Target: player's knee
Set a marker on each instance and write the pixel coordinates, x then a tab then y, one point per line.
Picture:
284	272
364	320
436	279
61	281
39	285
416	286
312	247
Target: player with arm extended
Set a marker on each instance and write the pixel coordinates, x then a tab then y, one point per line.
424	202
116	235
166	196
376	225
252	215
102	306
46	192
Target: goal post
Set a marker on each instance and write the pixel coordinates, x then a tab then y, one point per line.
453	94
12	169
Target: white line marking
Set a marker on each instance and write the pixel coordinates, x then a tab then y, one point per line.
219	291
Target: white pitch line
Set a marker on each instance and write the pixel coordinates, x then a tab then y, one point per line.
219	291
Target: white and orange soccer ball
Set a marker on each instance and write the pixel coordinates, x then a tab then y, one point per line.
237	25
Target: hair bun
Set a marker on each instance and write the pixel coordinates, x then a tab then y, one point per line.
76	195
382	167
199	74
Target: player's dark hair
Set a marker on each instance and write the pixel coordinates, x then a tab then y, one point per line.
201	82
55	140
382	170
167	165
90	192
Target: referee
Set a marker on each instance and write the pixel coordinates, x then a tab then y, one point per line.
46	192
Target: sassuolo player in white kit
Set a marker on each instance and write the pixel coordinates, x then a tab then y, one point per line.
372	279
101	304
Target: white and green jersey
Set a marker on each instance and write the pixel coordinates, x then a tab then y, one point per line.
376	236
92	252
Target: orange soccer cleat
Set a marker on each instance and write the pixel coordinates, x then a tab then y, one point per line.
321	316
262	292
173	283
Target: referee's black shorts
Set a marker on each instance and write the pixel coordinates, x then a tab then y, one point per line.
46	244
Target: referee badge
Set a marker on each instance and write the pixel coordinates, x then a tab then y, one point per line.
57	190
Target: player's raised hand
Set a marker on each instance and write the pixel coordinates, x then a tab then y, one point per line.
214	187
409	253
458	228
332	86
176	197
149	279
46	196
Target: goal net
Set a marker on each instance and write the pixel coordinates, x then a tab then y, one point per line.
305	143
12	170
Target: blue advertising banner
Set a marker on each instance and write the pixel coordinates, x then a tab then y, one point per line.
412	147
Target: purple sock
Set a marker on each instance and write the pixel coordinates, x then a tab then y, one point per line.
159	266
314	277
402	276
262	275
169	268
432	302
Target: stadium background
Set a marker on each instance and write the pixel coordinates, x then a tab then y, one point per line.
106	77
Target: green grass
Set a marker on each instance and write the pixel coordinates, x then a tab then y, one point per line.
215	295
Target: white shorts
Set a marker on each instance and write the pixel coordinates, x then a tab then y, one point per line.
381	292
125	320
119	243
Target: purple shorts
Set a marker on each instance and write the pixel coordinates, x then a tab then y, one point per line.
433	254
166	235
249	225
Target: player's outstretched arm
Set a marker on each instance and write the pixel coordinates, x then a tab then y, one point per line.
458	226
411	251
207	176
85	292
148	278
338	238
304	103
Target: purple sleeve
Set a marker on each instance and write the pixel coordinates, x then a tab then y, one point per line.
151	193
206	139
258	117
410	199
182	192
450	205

◇ ◇ ◇ ◇ ◇ ◇ ◇

[Task description]
Which lines run from the one containing "Target: player's outstretched arm" to the final line of the entries? Return those lines exactly, and only those.

[Solution for this exercise]
Target: player's outstretched arm
Set a marker on each instance and write the pixel coordinates, x then a tab then y, one point per line.
458	226
411	251
207	176
85	292
148	278
338	238
304	103
Target: purple sleeve
Set a marker on each instance and write the pixel coordinates, x then a tab then y, one point per line.
151	193
206	139
258	117
410	199
182	192
450	205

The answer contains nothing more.